:: PROVIDED RECORDS

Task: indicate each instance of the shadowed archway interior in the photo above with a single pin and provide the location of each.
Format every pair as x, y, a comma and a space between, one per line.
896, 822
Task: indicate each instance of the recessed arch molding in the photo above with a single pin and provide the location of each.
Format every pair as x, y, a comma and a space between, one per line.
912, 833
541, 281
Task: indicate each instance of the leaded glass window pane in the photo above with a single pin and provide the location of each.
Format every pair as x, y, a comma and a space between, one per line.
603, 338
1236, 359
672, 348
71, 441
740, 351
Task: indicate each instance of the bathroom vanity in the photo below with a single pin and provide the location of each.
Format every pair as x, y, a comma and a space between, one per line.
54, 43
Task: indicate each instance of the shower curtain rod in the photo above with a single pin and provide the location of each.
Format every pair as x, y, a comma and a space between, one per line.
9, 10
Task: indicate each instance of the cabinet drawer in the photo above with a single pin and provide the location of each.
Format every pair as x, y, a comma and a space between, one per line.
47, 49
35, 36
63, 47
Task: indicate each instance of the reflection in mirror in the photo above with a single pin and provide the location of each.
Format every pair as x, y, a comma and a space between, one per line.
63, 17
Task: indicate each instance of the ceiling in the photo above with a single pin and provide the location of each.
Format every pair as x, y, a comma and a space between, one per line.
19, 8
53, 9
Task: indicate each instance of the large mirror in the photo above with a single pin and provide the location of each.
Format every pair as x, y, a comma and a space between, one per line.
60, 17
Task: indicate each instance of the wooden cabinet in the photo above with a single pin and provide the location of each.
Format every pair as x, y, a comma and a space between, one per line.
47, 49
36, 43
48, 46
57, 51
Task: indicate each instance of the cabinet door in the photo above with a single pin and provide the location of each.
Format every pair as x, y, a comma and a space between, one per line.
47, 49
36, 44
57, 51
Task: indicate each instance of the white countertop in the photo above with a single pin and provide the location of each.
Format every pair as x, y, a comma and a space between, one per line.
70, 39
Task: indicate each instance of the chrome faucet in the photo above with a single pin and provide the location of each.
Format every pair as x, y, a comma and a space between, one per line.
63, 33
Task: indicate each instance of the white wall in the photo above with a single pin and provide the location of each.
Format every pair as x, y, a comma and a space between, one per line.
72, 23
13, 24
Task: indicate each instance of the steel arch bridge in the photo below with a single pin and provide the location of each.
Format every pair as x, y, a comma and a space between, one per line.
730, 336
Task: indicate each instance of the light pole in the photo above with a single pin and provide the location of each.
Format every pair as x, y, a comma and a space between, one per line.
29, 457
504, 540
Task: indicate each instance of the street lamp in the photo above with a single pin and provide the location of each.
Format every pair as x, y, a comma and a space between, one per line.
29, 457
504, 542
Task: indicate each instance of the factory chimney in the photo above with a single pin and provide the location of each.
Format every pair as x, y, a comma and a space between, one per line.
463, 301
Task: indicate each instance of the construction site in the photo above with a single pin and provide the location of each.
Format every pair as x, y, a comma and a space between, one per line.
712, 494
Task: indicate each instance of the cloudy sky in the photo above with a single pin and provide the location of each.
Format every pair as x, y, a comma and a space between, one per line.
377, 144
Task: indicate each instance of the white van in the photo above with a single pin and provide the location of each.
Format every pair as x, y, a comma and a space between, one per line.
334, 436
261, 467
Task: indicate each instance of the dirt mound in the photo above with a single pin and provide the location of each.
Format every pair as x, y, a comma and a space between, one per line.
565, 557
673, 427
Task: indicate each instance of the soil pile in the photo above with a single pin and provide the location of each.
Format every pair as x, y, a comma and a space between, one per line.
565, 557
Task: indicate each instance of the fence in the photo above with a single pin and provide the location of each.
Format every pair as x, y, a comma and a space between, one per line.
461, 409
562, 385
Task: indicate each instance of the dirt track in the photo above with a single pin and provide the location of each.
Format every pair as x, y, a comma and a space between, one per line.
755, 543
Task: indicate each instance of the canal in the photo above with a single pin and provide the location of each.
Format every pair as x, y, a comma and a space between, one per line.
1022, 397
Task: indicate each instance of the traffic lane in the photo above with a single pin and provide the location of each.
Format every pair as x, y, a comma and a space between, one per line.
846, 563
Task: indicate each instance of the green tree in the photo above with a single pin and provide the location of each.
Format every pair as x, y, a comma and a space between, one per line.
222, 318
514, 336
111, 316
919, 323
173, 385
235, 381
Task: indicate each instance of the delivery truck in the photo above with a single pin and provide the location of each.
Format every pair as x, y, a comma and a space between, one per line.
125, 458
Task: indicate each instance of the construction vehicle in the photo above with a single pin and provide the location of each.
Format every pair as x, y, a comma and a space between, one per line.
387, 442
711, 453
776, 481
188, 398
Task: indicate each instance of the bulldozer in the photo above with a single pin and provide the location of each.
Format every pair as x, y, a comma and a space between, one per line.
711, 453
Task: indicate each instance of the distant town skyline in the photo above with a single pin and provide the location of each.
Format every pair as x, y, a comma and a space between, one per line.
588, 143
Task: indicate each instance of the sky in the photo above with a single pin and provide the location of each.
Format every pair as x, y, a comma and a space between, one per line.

::::

DIRECTIONS FOR THIS TASK: Reproduce the data shown above exactly.

RESULT OF THE EXERCISE:
Task: indicate each instance of the shadowed archway interior in the photo above with a single pin and provide the location of each.
Format every pair as x, y, a comma and a space between, one per line.
896, 822
Task: indicate each instance of the recessed arch molding in the photo above with a single pin and provide the location of each.
Format every pair as x, y, a comma and a space between, one per line.
912, 833
541, 281
Task: indicate each instance of the leaded glass window pane in the photo above with a single pin and provide the location of each.
Format every pair as x, y, a comma and a space between, one per line.
603, 338
1236, 359
672, 348
71, 441
740, 351
Task: indicate each instance of the bathroom vanity in the photo below with a single pin and provide the location of each.
Format every pair as x, y, a comma and a space between, one per line.
54, 43
Task: indicate each instance of the shower curtain rod in the photo above with a single pin and provide the location of each.
Format every pair as x, y, a comma and a space between, one per line.
9, 10
Task: indicate each instance of the cabinet drawer in the photo above with a single pin and provide the location of each.
Format every pair as x, y, a comma and a space between, one per line.
47, 49
35, 36
63, 47
Task: indicate each instance of the reflection in mirror in the photo above with a single pin and provide the location of each.
Format every pair as x, y, a comma and a space between, one per line.
63, 17
Task: indicate each instance of the ceiling in the photo above with a single pin and provide the location of each.
Format every pair as x, y, a comma and a space between, one per line.
19, 8
53, 9
Task: indicate each instance of the large mirror in the photo above with a single pin and provide the location of each.
Format every pair as x, y, a comma and a space between, one per line.
60, 17
Task: indicate each instance of the wooden cabinet in the photo above with a single pin and provide the location of each.
Format every pair as x, y, a comma and a space between, one per line.
47, 49
36, 43
48, 46
57, 51
Task: indicate each instance of the cabinet door in the photo above with a single pin and provide the location of each.
Format every pair as x, y, a comma and a space between, one per line.
47, 49
36, 44
57, 51
Task: indicate each instance of the white countertop in the photo above with a single pin and provide the location of each.
Format every pair as x, y, a comma and a space between, one per line.
70, 39
Task: indicate each instance of the chrome faucet in the photo above with a single pin and provide the location of each.
Format every pair as x, y, a comma and a space between, one per line.
63, 33
Task: indicate each instance of the white wall in the photo above with a single pin and provide the location of each.
Format every pair as x, y, a comma and a space between, one per line.
72, 23
13, 24
Task: indicate each instance of the steel arch bridge in the photo below with a single pin and provide the location of each.
Format every pair as x, y, a comma and a space between, one per line.
730, 336
Task: indicate each instance of the light pole in the photo above with a single pin and provide the location of each.
Format every pair as x, y, a comma and a space between, one per line.
29, 457
504, 540
Task: indicate each instance of the street lamp in the photo above with a single pin and provide the location of each.
Format every pair as x, y, a comma and a space between, one per line.
29, 457
504, 542
Task: indicate each instance of the factory chimney in the photo above with a single pin and provide the location of each.
Format every pair as x, y, a comma and a space between, one per line.
463, 301
Task: indicate each instance of the construction site in the photo above with a single pin and provide the location of each.
Format every pair as x, y, a comma and a space between, one per line.
712, 494
Task: indicate each instance of the cloudy sky in the photo above with a single pin and provide the location of each.
Format every pair as x, y, a comma and a space between, one per line.
377, 144
Task: indicate each instance of the white van in the photo above with a single pin and provide the location of each.
Format every pair as x, y, a comma and a space between, one per line.
334, 436
261, 467
Task: indicate each instance of the dirt mound in the photo above with a single pin and provide the location of each.
Format every pair as x, y, a comma and a space between, one per line.
565, 557
673, 427
Task: indicate each instance of the soil pile in the photo above with a single pin and provide the location of each.
Format every pair as x, y, a comma and a space between, one per line.
565, 557
Task: indicate each instance of the fence in the photo above with a single pin and provide the location of each.
Format every pair as x, y, a comma and a space between, one per line.
461, 409
562, 385
Task: indicate each instance of the dirt track in the photo above with a single pin and provide the location of each.
Format every pair as x, y, a comma and a space between, one per line.
755, 543
Task: indicate each instance of the canal in the photo above with a single pin and provide the location of each.
Format every pair as x, y, a comma and a space between, one per line.
1022, 397
Task: indicate each instance of the traffic lane in the photo above with a single pin and provide the location of each.
Format every pair as x, y, a comma and a space between, one per line.
846, 563
Task: indicate each instance of the green tree in the photo above with a single pin and provide the location of each.
Format every pair as x, y, a comma and a space between, one per line.
222, 318
514, 336
111, 316
919, 323
173, 385
235, 381
Task: indicate each instance of the delivery truck in the photo above with a single pin and provide the location of each.
Format every pair as x, y, a comma and a space between, one per line.
125, 458
Task: indicate each instance of the construction vehicle in the photo above with a single pin and provide the location of each.
Format every pair as x, y, a comma and a space between, one per line.
387, 442
711, 453
776, 481
188, 398
Task: indicate each instance of the bulldozer in the photo above with a single pin and provide the location of each.
Format every pair as x, y, a comma and a space between, one per line.
711, 453
Task: indicate each instance of the distant town skyline in the photo above with a single pin and provide the location of each.
Format every pair as x, y, a comma and a space between, one per line.
588, 143
Task: indicate each instance of the sky in the photo above with a single pin and provide the location of each.
Format every pair as x, y, a comma and a space between, one per line.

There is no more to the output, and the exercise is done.